<<<<

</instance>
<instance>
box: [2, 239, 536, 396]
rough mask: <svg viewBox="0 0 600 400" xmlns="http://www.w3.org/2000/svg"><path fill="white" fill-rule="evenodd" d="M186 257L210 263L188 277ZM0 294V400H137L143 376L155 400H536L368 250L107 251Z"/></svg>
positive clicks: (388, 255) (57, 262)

>>>>

WHAT THIS TASK INVOLVES: Format the records above as a Markdown table with two columns, Row and Line. Number each non-blank line in order and put the line itself in the second column.

RESULT OF THIS TASK:
| Row | Line |
|---|---|
| 1 | </instance> |
| 2 | <instance> |
| 3 | box: [2, 239, 536, 396] |
| 4 | rough mask: <svg viewBox="0 0 600 400" xmlns="http://www.w3.org/2000/svg"><path fill="white" fill-rule="evenodd" d="M186 257L210 263L188 277ZM0 294V400H137L143 376L155 400H536L368 250L107 251Z"/></svg> |
| 5 | positive clicks: (388, 255) (57, 262) |